= Texto fuente =
Don Diego es básicamente un cretino cuya insufrible afectación y egolatría sacan de quicio a los personajes que le tienen que sufrir. Incapaz de la más mínima empatía con los que le rodean vive ensimismado y tan satisfecho por unos supuestos méritos, que sólo él es capaz de reconocer, que apenas le queda tiempo para entender la realidad que le rodea. Es cierto que es un inhábil social y un petimetre pero para verlo desde el patio de butacas el tipo resulta divertidísimo.

En el siglo XXI, sin duda, lo habríamos considerado un freak, Por definición un freak compensa su incapacidad de relacionarse, su falta de inteligencia emocional, con la afición a alguna actividad a la que se entrega con obsesiva intensidad, como los juegos de rol, la estética gótica o el gusto incontrolable la reparación radios viejas. Sí, los freaks, nos desconciertan pero también nos resultan irresistiblemente interesantes en sus manías y obsesiones. La obsesión de Don Lindo es Don Lindo. Probablemente rechazado por todos desde la niñez, Don Lindo se ha ido cerrando sobre sí mismo, con la testarudez de un bicho bola que se siente amenazado. Patológicamente ensimismado ha puesto toda su voluntad, y sólo Dios sabe hasta qué punto estos personajes son tozudos y esforzados en sus manías.

El grotesco Don Lindo no sólo se ve a sí mismo como el arquetipo de la elegancia, sino que, en su ilimitada soberbia, considera que los demás no son solo más feos sino también mucho más necios. Este fantoche ridículamente pagado de sí mismo es la versión barroca de Mr. Bean. Al igual que ocurría con el repelente personaje inglés el mundo de Don Lindo tan lleno de mezquindades resulta hilarante porque, contra todo pronóstico, siempre es capaz de superarse en su imbecilidad.

= Datos registrados =
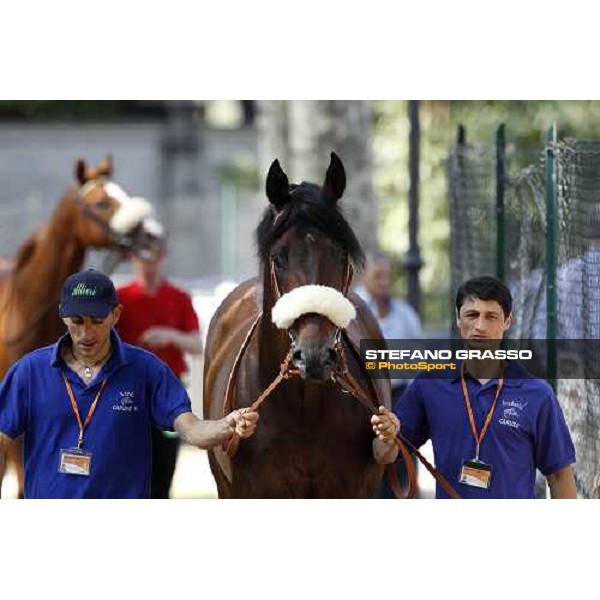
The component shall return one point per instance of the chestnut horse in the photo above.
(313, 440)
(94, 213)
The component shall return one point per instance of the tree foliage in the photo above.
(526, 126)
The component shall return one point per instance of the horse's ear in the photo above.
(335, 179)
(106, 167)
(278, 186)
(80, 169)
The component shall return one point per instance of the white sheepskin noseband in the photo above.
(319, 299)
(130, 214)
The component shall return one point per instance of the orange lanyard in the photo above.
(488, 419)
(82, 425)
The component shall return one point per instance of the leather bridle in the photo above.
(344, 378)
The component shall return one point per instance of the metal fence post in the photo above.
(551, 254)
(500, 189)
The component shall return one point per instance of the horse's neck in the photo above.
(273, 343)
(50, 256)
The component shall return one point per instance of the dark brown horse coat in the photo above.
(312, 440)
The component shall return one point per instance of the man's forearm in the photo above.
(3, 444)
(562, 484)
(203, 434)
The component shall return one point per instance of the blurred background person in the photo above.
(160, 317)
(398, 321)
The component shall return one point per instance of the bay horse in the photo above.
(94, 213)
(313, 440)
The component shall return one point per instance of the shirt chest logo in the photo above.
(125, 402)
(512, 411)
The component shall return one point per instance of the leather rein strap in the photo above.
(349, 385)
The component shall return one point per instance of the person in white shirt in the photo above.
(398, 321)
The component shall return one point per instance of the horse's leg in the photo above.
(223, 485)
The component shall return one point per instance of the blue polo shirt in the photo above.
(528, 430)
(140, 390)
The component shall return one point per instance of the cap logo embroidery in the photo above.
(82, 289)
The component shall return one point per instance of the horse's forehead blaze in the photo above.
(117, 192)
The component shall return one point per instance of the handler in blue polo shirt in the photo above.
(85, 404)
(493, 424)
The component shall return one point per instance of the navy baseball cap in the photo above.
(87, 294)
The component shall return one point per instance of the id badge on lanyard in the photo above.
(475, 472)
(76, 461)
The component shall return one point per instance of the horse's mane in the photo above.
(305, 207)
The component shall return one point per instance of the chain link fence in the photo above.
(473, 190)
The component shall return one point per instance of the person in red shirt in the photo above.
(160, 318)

* * *

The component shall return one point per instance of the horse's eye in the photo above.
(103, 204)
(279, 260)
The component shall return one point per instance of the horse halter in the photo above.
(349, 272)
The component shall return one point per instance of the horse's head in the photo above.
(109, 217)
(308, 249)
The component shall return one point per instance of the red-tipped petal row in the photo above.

= Instrucciones =
(A) ¿De qué personaje inglés es Don Lindo la versión barroca, según el texto sobre Don Lindo?
(B) Prosigue el texto sobre Don Lindo a partir de su última frase.

= Soluciones =
(A) De Mr. Bean.

(B)
El Lindo Don Diego” que presenta la Compañía Nacional de Teatro Clásico es un montaje deliciosamente acertado. La versión de la obra, realizada por Joaquín Hinojosa, nos permite disfrutar de todo el potencial cómico del texto de Moreto una vez aliviado de la carga que puedan suponer aquellos pasajes reiterativos o de significado demasiado arcano para el espectador actual.

Además, la diligente dirección de Carles Alfaro, hace que el montaje funcione maravillosamente. Actores a los que uno no imaginaba haciendo teatro en verso están naturales, creíbles y hasta sobresalientes.  El Don Diego de Edu Soto es un regalo para el espectador. Prácticamente cada frase provoca una carcajada, cada gesto una sonrisa. Las miradas de incredulidad y estupor de Don Diego al observar lo que él considera el desatino de los otros son, de verdad, para guardar en la retina.

Si a eso le añadimos un buen ajuste para decir el verso y darle todo el sentido al texto, tenemos una fórmula de éxito.

El resto de elenco funciona con la misma eficacia, destacando el Mosquito de Carlos Chamarro, otro personaje muy redondo y el Don Juan de Javivi Gil Valle.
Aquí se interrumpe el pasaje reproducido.